# Given data
***
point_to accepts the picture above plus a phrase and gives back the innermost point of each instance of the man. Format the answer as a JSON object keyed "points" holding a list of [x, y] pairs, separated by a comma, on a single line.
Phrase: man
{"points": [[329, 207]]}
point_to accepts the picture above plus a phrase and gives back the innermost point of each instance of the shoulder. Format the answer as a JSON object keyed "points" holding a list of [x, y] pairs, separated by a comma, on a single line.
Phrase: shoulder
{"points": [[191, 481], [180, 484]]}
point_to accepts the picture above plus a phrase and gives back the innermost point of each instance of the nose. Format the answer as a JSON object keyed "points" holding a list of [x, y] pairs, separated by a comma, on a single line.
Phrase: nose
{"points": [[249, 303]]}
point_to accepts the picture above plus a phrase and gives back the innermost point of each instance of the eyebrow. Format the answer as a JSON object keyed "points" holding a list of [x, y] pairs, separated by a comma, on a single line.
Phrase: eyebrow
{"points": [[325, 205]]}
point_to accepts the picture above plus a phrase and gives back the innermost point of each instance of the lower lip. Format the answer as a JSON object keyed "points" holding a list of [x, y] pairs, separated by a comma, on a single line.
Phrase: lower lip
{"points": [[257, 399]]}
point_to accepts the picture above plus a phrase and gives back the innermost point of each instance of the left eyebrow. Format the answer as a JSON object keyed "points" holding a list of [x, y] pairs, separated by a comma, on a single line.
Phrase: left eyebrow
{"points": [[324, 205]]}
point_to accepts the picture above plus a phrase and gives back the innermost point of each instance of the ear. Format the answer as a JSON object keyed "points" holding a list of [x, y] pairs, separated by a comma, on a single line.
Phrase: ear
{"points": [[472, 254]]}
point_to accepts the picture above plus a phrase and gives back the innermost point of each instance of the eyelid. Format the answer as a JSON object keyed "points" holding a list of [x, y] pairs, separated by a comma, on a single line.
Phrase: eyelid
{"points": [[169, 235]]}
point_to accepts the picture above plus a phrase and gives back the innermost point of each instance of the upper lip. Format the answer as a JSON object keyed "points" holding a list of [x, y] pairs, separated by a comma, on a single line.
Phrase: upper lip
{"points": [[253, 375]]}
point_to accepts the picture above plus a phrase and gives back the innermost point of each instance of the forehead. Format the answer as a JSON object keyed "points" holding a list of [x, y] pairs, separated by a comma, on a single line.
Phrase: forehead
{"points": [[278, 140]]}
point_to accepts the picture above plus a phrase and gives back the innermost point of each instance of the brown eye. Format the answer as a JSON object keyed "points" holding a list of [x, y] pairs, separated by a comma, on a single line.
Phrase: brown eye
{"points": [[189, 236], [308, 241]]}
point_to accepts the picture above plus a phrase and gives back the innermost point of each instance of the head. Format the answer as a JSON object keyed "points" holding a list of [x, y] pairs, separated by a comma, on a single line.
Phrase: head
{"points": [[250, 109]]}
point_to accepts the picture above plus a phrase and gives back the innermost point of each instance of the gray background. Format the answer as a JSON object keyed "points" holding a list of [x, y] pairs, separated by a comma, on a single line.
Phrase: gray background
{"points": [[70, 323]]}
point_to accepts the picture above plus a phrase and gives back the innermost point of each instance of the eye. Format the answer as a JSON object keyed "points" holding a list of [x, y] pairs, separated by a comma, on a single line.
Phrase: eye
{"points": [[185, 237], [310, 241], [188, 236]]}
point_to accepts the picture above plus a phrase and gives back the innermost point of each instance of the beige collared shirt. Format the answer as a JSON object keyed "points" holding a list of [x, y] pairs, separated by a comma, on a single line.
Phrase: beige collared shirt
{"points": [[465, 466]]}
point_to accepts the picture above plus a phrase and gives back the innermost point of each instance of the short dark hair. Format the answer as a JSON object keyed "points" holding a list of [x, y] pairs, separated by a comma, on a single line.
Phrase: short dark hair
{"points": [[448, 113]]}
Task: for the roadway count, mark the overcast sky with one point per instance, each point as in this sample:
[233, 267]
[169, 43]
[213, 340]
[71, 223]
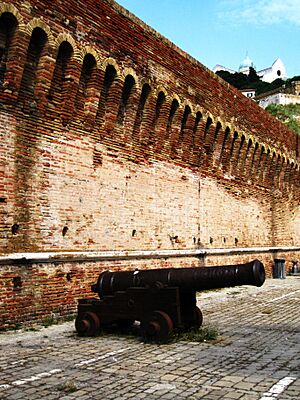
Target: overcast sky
[223, 31]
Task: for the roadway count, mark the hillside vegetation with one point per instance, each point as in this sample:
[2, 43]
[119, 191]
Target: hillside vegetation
[288, 114]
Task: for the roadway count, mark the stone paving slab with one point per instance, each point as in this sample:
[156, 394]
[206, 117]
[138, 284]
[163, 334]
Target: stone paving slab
[256, 355]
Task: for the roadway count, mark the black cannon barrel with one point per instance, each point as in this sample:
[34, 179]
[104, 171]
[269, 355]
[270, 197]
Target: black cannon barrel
[196, 279]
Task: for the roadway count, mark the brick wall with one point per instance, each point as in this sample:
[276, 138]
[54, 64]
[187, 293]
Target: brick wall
[114, 139]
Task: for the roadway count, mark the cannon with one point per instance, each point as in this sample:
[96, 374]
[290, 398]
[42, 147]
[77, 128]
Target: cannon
[161, 299]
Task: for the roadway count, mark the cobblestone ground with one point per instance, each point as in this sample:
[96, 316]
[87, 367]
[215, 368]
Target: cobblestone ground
[256, 355]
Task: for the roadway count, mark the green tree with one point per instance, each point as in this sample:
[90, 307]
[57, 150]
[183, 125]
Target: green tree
[288, 114]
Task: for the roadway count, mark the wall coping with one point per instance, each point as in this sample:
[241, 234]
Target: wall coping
[92, 256]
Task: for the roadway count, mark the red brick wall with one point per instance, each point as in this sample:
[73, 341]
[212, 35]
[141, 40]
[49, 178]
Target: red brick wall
[114, 139]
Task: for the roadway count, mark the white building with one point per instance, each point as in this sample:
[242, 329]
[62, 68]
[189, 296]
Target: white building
[277, 70]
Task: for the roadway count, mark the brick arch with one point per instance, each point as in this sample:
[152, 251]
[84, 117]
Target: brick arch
[239, 153]
[111, 61]
[196, 137]
[141, 114]
[129, 86]
[86, 83]
[33, 68]
[10, 8]
[8, 28]
[185, 133]
[171, 131]
[39, 23]
[60, 82]
[130, 72]
[90, 50]
[65, 37]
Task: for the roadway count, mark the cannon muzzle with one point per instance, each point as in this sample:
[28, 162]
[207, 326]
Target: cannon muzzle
[161, 299]
[186, 279]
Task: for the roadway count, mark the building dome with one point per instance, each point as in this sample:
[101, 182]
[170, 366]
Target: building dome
[247, 63]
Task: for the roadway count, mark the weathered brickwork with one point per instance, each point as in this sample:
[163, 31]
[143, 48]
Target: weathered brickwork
[114, 139]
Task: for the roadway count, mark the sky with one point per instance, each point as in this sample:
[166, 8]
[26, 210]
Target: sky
[225, 31]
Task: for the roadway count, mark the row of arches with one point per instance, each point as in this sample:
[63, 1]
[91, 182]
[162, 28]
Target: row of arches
[58, 80]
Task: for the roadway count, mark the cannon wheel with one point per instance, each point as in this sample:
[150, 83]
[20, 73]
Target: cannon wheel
[157, 326]
[87, 324]
[125, 323]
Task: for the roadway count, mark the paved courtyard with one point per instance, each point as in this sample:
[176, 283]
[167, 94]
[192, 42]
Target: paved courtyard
[256, 355]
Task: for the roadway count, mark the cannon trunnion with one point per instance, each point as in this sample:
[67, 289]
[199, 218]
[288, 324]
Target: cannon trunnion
[161, 299]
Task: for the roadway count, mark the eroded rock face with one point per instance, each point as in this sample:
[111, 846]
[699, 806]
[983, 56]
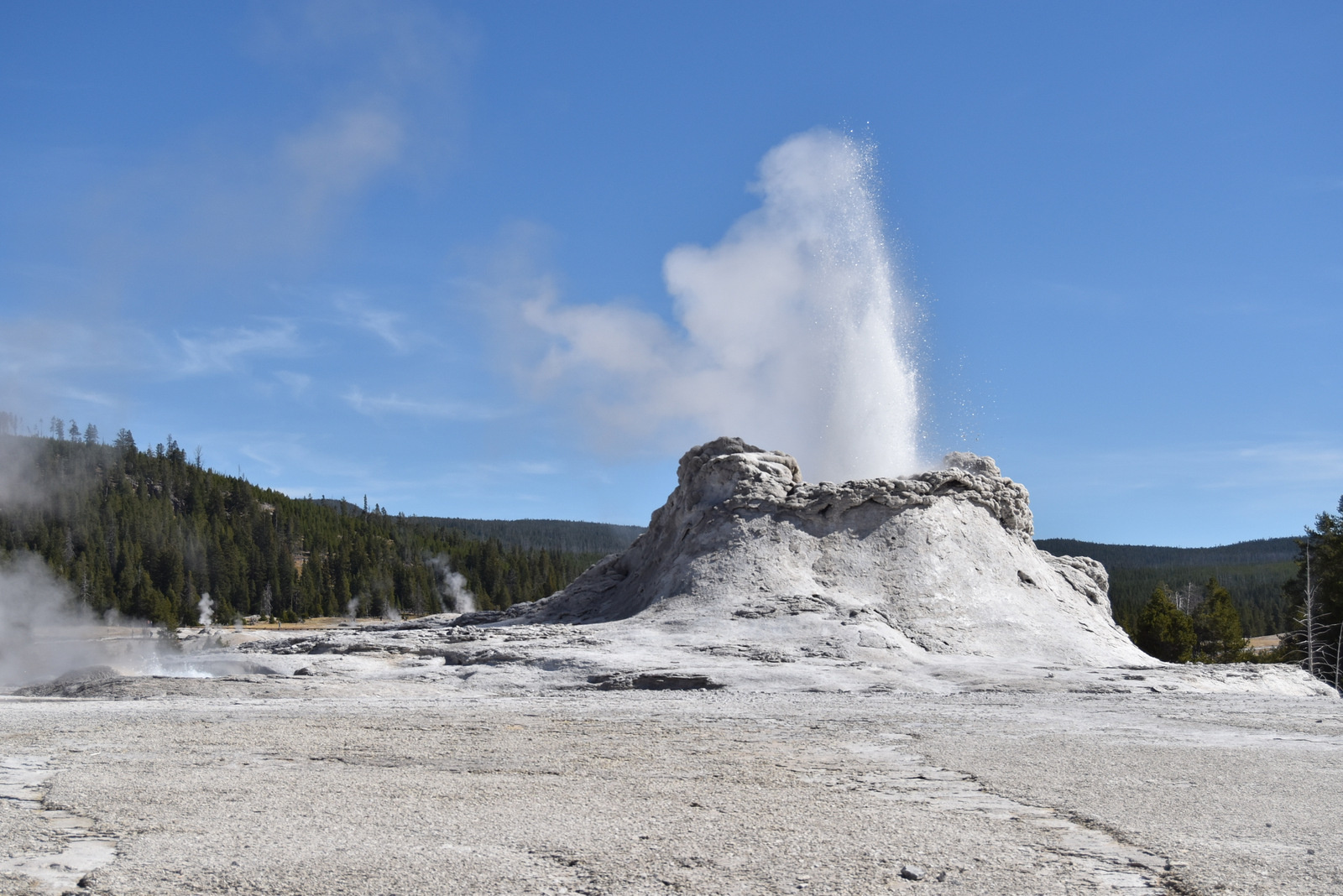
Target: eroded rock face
[940, 561]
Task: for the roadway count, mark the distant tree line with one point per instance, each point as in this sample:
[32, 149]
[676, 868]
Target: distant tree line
[1210, 632]
[147, 533]
[1315, 600]
[1252, 571]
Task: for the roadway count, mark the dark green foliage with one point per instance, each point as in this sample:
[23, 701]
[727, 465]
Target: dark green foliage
[1252, 571]
[1165, 631]
[1316, 632]
[1217, 627]
[148, 533]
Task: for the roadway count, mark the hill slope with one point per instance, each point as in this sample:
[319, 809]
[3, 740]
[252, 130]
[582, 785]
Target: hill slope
[148, 533]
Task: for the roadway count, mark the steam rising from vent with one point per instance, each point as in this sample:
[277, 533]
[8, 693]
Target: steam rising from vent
[792, 329]
[44, 632]
[452, 585]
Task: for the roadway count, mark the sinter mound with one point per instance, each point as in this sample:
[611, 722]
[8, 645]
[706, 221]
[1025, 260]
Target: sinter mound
[940, 561]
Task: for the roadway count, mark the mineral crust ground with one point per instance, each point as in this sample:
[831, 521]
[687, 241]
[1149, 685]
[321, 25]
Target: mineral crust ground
[353, 785]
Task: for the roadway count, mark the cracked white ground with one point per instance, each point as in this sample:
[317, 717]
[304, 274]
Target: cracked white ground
[380, 774]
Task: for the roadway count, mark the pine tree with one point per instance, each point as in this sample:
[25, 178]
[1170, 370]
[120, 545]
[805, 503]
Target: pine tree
[1163, 631]
[1219, 627]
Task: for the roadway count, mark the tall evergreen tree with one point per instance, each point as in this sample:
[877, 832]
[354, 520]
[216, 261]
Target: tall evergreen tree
[1217, 627]
[1315, 598]
[1163, 631]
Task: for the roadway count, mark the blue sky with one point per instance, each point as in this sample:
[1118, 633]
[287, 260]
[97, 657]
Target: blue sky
[288, 232]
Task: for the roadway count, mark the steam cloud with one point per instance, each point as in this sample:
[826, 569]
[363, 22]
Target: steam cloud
[792, 331]
[207, 609]
[44, 632]
[452, 585]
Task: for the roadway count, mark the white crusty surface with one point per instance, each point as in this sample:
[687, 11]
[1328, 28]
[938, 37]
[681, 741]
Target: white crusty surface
[939, 562]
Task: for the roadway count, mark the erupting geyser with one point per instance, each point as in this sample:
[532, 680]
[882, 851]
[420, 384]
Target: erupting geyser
[792, 329]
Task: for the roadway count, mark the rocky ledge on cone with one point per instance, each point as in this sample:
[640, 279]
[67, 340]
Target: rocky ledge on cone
[939, 562]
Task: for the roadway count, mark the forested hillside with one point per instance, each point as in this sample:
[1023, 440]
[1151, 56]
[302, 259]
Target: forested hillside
[557, 534]
[148, 531]
[1255, 573]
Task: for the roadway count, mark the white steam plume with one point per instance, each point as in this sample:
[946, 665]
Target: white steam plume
[794, 331]
[452, 585]
[44, 632]
[207, 609]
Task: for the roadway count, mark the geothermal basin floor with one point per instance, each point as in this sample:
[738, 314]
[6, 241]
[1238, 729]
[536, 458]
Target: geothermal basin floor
[282, 785]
***
# Problem to work on
From the line with "Task: for the roadway count, mark the white crusty" to the last line of the material, give every line again exactly, and only those lines.

# Task result
Task: for the roadway count, mark the white crusty surface with one point per instance, each point as in this sample:
[687, 11]
[1328, 28]
[938, 37]
[681, 741]
Target: white crusty surface
[939, 562]
Task: for the roadway count, mark the erupting geyser with one point per instance, each point as in this sample:
[532, 680]
[882, 851]
[420, 384]
Target: erupting geyser
[792, 329]
Task: for the roadway count, mark the rocky ledge on cone with one point per instance, each point as in this sample:
[640, 279]
[67, 340]
Target: rocky ledge on cone
[939, 562]
Task: for the roadway count, mark the forested hillside with one point per instance, each point as in this sample:
[1023, 440]
[1151, 56]
[302, 259]
Target: forested hillside
[557, 534]
[148, 531]
[1255, 573]
Task: for the roadway count, mark the white steam plume with one point per instance, each point as in this sample:
[946, 665]
Target: white steam plume
[794, 331]
[452, 585]
[44, 632]
[207, 609]
Task: for the roadway count, mark the geothermal basin floor with one point per instance, each point as in this sample:
[738, 314]
[6, 241]
[1238, 729]
[536, 458]
Target: geothermal basin floor
[282, 785]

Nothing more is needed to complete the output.